WORK INSTRUCTIONS:
Could you copy every record exactly, leaving the pictures behind?

━━ EXERCISE MATERIALS

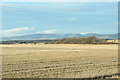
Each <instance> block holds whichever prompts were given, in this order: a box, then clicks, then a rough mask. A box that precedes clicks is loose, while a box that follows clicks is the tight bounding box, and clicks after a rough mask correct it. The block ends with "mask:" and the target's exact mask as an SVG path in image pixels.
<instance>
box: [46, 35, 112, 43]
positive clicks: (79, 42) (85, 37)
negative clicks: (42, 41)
mask: <svg viewBox="0 0 120 80" xmlns="http://www.w3.org/2000/svg"><path fill="white" fill-rule="evenodd" d="M45 44H114V43H110V42H107V40H106V39H97V38H96V36H92V37H80V38H77V37H74V38H64V39H60V40H52V41H49V42H46V43H45Z"/></svg>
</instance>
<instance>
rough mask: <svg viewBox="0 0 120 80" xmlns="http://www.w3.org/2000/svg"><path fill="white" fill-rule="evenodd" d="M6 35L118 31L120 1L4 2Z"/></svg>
mask: <svg viewBox="0 0 120 80" xmlns="http://www.w3.org/2000/svg"><path fill="white" fill-rule="evenodd" d="M2 5H3V10H2V13H3V18H2V21H3V25H2V26H3V30H1V31H3V35H4V36H5V37H6V36H19V35H27V34H36V33H59V34H63V33H100V34H113V33H117V30H118V22H117V21H118V3H117V2H76V3H71V2H64V3H63V2H62V3H42V2H37V3H36V2H34V3H33V2H19V3H17V2H9V3H8V2H6V3H5V2H4V3H3V4H2Z"/></svg>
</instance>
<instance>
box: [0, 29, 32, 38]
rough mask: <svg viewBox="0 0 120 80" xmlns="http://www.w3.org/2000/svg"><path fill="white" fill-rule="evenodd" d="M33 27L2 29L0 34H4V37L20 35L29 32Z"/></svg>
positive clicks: (23, 34) (24, 33)
mask: <svg viewBox="0 0 120 80" xmlns="http://www.w3.org/2000/svg"><path fill="white" fill-rule="evenodd" d="M33 29H34V28H33V27H23V28H14V29H9V30H0V32H2V34H0V36H2V35H3V37H10V36H20V35H24V34H26V33H29V32H30V31H31V30H33Z"/></svg>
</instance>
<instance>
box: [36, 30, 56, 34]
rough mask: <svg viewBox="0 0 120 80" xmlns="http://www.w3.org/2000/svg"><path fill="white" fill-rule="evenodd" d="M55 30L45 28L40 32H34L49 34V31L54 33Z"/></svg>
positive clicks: (55, 31)
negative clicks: (46, 29) (44, 30)
mask: <svg viewBox="0 0 120 80" xmlns="http://www.w3.org/2000/svg"><path fill="white" fill-rule="evenodd" d="M55 32H56V30H45V31H42V32H41V31H40V32H36V33H40V34H51V33H55Z"/></svg>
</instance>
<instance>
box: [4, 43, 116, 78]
mask: <svg viewBox="0 0 120 80" xmlns="http://www.w3.org/2000/svg"><path fill="white" fill-rule="evenodd" d="M117 65H118V45H117V44H114V45H111V44H109V45H90V44H89V45H88V44H11V45H2V70H3V73H2V77H3V78H92V77H97V76H104V75H113V74H116V73H117V72H118V66H117Z"/></svg>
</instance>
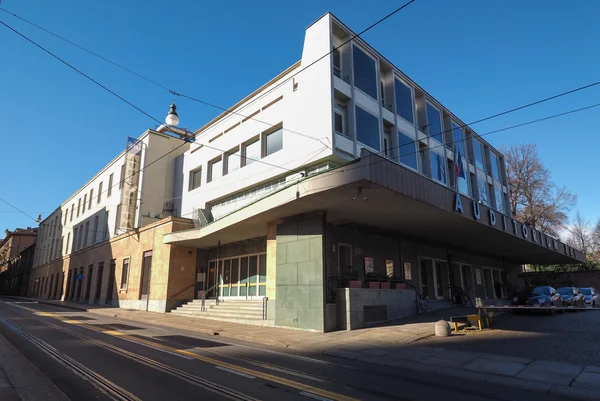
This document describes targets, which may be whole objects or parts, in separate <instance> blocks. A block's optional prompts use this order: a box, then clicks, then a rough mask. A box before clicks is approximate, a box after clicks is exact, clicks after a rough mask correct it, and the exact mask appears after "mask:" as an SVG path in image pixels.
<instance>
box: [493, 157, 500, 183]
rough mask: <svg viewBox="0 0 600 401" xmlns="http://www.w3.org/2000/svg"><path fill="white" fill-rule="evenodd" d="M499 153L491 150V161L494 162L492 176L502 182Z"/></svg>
mask: <svg viewBox="0 0 600 401" xmlns="http://www.w3.org/2000/svg"><path fill="white" fill-rule="evenodd" d="M498 161H499V158H498V155H497V154H495V153H494V152H490V162H491V163H492V177H494V180H496V181H498V182H500V181H501V180H500V166H499V165H498Z"/></svg>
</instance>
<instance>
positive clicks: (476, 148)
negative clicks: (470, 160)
mask: <svg viewBox="0 0 600 401" xmlns="http://www.w3.org/2000/svg"><path fill="white" fill-rule="evenodd" d="M473 155H474V156H475V166H477V168H478V169H480V170H481V171H485V169H484V168H483V145H482V144H481V142H479V141H478V140H477V139H475V138H473Z"/></svg>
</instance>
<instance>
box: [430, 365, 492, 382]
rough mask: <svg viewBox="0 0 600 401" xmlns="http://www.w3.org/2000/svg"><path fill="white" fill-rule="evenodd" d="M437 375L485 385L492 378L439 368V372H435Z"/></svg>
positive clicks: (475, 374) (466, 371)
mask: <svg viewBox="0 0 600 401" xmlns="http://www.w3.org/2000/svg"><path fill="white" fill-rule="evenodd" d="M437 374H439V375H443V376H450V377H456V378H458V379H465V380H473V381H477V382H481V383H485V382H486V381H488V380H489V379H490V377H491V376H492V375H490V374H488V373H481V372H471V371H468V370H463V369H448V368H439V370H438V371H437Z"/></svg>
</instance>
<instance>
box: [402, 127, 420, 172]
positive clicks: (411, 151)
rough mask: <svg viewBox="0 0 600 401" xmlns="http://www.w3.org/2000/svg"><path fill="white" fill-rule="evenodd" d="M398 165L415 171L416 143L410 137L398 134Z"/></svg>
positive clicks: (406, 135) (415, 141) (415, 160)
mask: <svg viewBox="0 0 600 401" xmlns="http://www.w3.org/2000/svg"><path fill="white" fill-rule="evenodd" d="M398 146H399V150H400V163H402V164H404V165H406V166H408V167H411V168H414V169H415V170H417V142H416V141H415V140H414V139H412V138H411V137H409V136H407V135H404V134H403V133H402V132H398Z"/></svg>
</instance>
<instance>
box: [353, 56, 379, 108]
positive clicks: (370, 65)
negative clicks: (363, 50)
mask: <svg viewBox="0 0 600 401" xmlns="http://www.w3.org/2000/svg"><path fill="white" fill-rule="evenodd" d="M353 65H354V85H355V86H356V87H357V88H358V89H360V90H361V91H363V92H365V93H366V94H367V95H369V96H371V97H372V98H373V99H377V69H376V66H377V64H376V63H375V60H374V59H373V58H371V56H369V55H368V54H367V53H365V52H364V51H362V50H360V49H359V48H358V46H356V45H354V64H353Z"/></svg>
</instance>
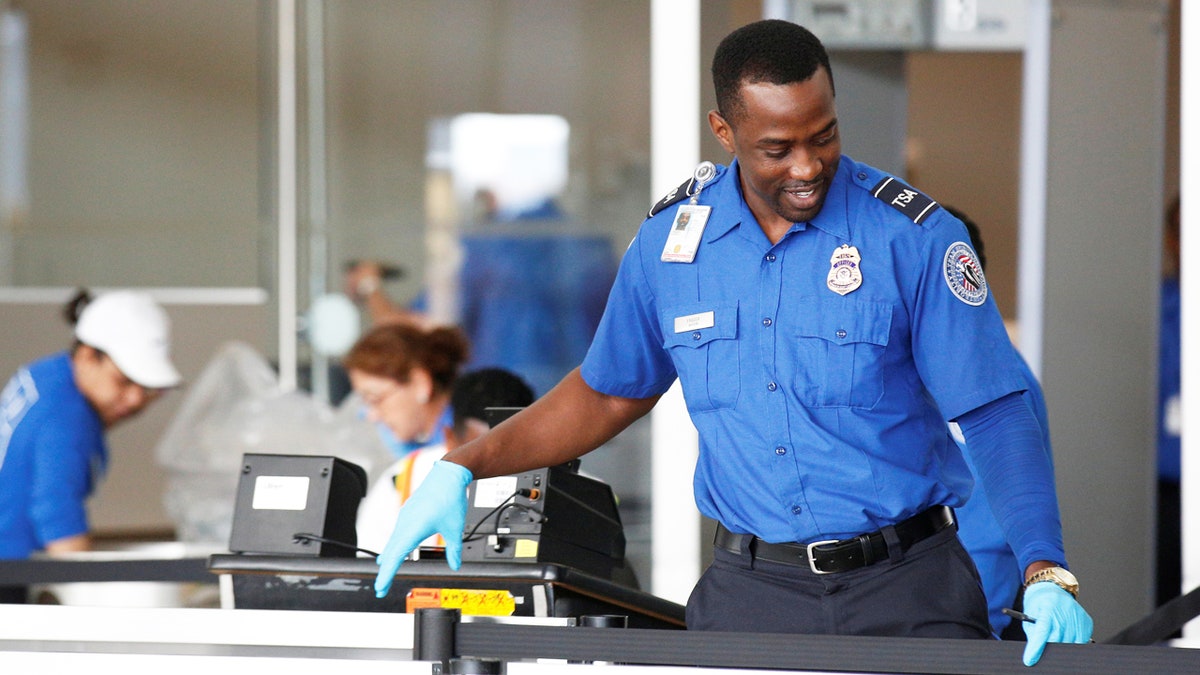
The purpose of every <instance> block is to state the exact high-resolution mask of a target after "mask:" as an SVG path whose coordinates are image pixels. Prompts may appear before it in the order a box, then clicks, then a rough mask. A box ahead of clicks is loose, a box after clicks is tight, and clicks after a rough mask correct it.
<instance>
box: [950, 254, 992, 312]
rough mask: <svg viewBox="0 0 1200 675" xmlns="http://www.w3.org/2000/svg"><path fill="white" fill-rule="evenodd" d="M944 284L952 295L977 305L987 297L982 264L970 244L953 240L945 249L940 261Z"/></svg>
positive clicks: (981, 302) (966, 301) (973, 304)
mask: <svg viewBox="0 0 1200 675" xmlns="http://www.w3.org/2000/svg"><path fill="white" fill-rule="evenodd" d="M942 271H943V274H944V275H946V285H947V286H949V287H950V292H952V293H954V297H955V298H958V299H960V300H962V301H964V303H966V304H968V305H971V306H976V307H978V306H979V305H982V304H983V303H984V300H986V299H988V280H986V279H984V276H983V265H982V264H979V258H978V257H977V256H976V255H974V251H973V250H972V249H971V246H968V245H966V244H965V243H962V241H955V243H954V244H950V246H949V247H948V249H946V258H944V259H943V261H942Z"/></svg>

━━━━

RESPONSE AREA:
Each <instance> block holds whichever prompts were given, in this order: a box, then clicks, then a rough mask. A box that precedes clicks is loose, while a box that follows clicks is the tight bounding box, and clicks after a rough mask correct it. The block ends with "mask:" and the target's exact mask as an SVG path in image pixels.
<instance>
box: [46, 35, 112, 43]
positive clicks: (79, 42) (85, 37)
negative clicks: (42, 41)
mask: <svg viewBox="0 0 120 80" xmlns="http://www.w3.org/2000/svg"><path fill="white" fill-rule="evenodd" d="M45 44H114V43H110V42H107V40H106V39H97V38H96V36H92V37H80V38H77V37H74V38H64V39H60V40H52V41H49V42H46V43H45Z"/></svg>
</instance>
<instance>
rough mask: <svg viewBox="0 0 120 80" xmlns="http://www.w3.org/2000/svg"><path fill="white" fill-rule="evenodd" d="M6 35L118 31L120 1L4 2Z"/></svg>
mask: <svg viewBox="0 0 120 80" xmlns="http://www.w3.org/2000/svg"><path fill="white" fill-rule="evenodd" d="M2 5H3V10H2V13H3V18H2V21H3V25H2V26H3V30H1V31H3V35H4V36H5V37H6V36H19V35H27V34H36V33H59V34H63V33H100V34H113V33H117V30H118V22H117V21H118V3H117V2H76V3H71V2H64V3H63V2H62V3H42V2H37V3H36V2H34V3H33V2H19V3H17V2H9V3H8V2H6V3H5V2H4V3H3V4H2Z"/></svg>
</instance>
<instance>
box: [0, 29, 32, 38]
rough mask: <svg viewBox="0 0 120 80" xmlns="http://www.w3.org/2000/svg"><path fill="white" fill-rule="evenodd" d="M33 27L2 29L0 34H4V37L20 35L29 32Z"/></svg>
positive clicks: (23, 34) (24, 33)
mask: <svg viewBox="0 0 120 80" xmlns="http://www.w3.org/2000/svg"><path fill="white" fill-rule="evenodd" d="M33 29H34V28H33V27H23V28H14V29H9V30H0V32H2V34H0V36H2V35H3V37H10V36H20V35H24V34H26V33H29V32H30V31H31V30H33Z"/></svg>
</instance>
<instance>
box: [36, 30, 56, 34]
rough mask: <svg viewBox="0 0 120 80" xmlns="http://www.w3.org/2000/svg"><path fill="white" fill-rule="evenodd" d="M55 30L45 28L40 32H34L49 34V31L54 33Z"/></svg>
positive clicks: (55, 31)
negative clicks: (46, 29) (44, 30)
mask: <svg viewBox="0 0 120 80" xmlns="http://www.w3.org/2000/svg"><path fill="white" fill-rule="evenodd" d="M55 32H56V30H45V31H42V32H41V31H40V32H36V33H40V34H51V33H55Z"/></svg>
</instance>
<instance>
box: [4, 43, 116, 78]
mask: <svg viewBox="0 0 120 80" xmlns="http://www.w3.org/2000/svg"><path fill="white" fill-rule="evenodd" d="M117 65H118V45H117V44H114V45H111V44H109V45H90V44H89V45H88V44H11V45H2V70H3V73H2V77H3V78H92V77H97V76H104V75H113V74H116V73H117V72H118V66H117Z"/></svg>
</instance>
This document describes targets, which may be whole objects or parts, in separate <instance> blocks. A block's optional prompts use this order: a box, then clicks, then a rough mask. A box before clicks is approximate, a box after clicks is exact, clicks after a rough mask correct it, and the exact mask appears after "mask:" as an SVG path in image pixels.
<instance>
box: [493, 157, 500, 183]
rough mask: <svg viewBox="0 0 600 401" xmlns="http://www.w3.org/2000/svg"><path fill="white" fill-rule="evenodd" d="M499 153L491 150V161L494 162L492 176L502 182Z"/></svg>
mask: <svg viewBox="0 0 600 401" xmlns="http://www.w3.org/2000/svg"><path fill="white" fill-rule="evenodd" d="M498 161H499V158H498V155H497V154H495V153H494V152H490V162H491V163H492V177H494V180H496V181H498V182H500V181H501V180H500V166H499V165H498Z"/></svg>
</instance>
<instance>
positive clicks: (476, 148)
negative clicks: (470, 160)
mask: <svg viewBox="0 0 600 401" xmlns="http://www.w3.org/2000/svg"><path fill="white" fill-rule="evenodd" d="M473 155H474V156H475V166H477V168H478V169H480V170H481V171H485V169H484V168H483V145H482V144H481V142H479V141H478V140H477V139H475V138H473Z"/></svg>
</instance>
<instance>
box: [430, 365, 492, 382]
rough mask: <svg viewBox="0 0 600 401" xmlns="http://www.w3.org/2000/svg"><path fill="white" fill-rule="evenodd" d="M437 375L485 385L492 378L439 368V372H435Z"/></svg>
positive clicks: (475, 374) (466, 371)
mask: <svg viewBox="0 0 600 401" xmlns="http://www.w3.org/2000/svg"><path fill="white" fill-rule="evenodd" d="M437 374H439V375H443V376H450V377H456V378H458V379H465V380H473V381H477V382H481V383H485V382H486V381H488V380H489V379H490V377H491V376H492V375H490V374H488V373H481V372H471V371H468V370H463V369H448V368H439V370H438V371H437Z"/></svg>
</instance>
<instance>
box: [402, 127, 420, 172]
positive clicks: (411, 151)
rough mask: <svg viewBox="0 0 600 401" xmlns="http://www.w3.org/2000/svg"><path fill="white" fill-rule="evenodd" d="M398 165L415 171L416 143L410 137L398 134Z"/></svg>
positive clicks: (406, 135) (415, 141) (415, 160)
mask: <svg viewBox="0 0 600 401" xmlns="http://www.w3.org/2000/svg"><path fill="white" fill-rule="evenodd" d="M398 146H399V150H400V163H402V164H404V165H406V166H408V167H411V168H414V169H415V170H417V142H416V141H415V140H414V139H412V138H411V137H409V136H407V135H404V134H403V133H402V132H398Z"/></svg>
</instance>
<instance>
box: [353, 56, 379, 108]
positive clicks: (370, 65)
negative clicks: (363, 50)
mask: <svg viewBox="0 0 600 401" xmlns="http://www.w3.org/2000/svg"><path fill="white" fill-rule="evenodd" d="M353 65H354V85H355V86H356V87H357V88H358V89H360V90H361V91H363V92H365V93H366V94H367V95H369V96H371V97H372V98H373V99H377V69H376V66H377V64H376V63H375V60H374V59H373V58H371V56H369V55H368V54H367V53H365V52H364V51H362V50H360V49H359V48H358V46H356V45H354V64H353Z"/></svg>
</instance>
The purpose of every <instance> block is to state the exact high-resolution mask of a target after "mask:" as an SVG path whose coordinates are image pixels. Prompts may appear before it in the order a box, then clicks, then a rough mask. A box ahead of clicks is loose, a box after clicks is tight, and clicks after a rough mask correct it.
<instance>
box: [950, 254, 992, 312]
rough mask: <svg viewBox="0 0 1200 675" xmlns="http://www.w3.org/2000/svg"><path fill="white" fill-rule="evenodd" d="M944 284L952 295L977 305L987 297L982 264L970 244L953 240L945 249L940 261Z"/></svg>
positive clicks: (981, 302) (966, 301) (973, 304)
mask: <svg viewBox="0 0 1200 675" xmlns="http://www.w3.org/2000/svg"><path fill="white" fill-rule="evenodd" d="M942 271H943V274H944V275H946V285H947V286H949V287H950V292H952V293H954V297H955V298H958V299H960V300H962V301H964V303H966V304H968V305H971V306H976V307H978V306H979V305H982V304H983V303H984V300H986V299H988V280H986V279H984V276H983V265H982V264H979V258H978V257H977V256H976V255H974V251H973V250H972V249H971V246H968V245H966V244H965V243H962V241H955V243H954V244H950V246H949V247H948V249H946V258H944V259H943V261H942Z"/></svg>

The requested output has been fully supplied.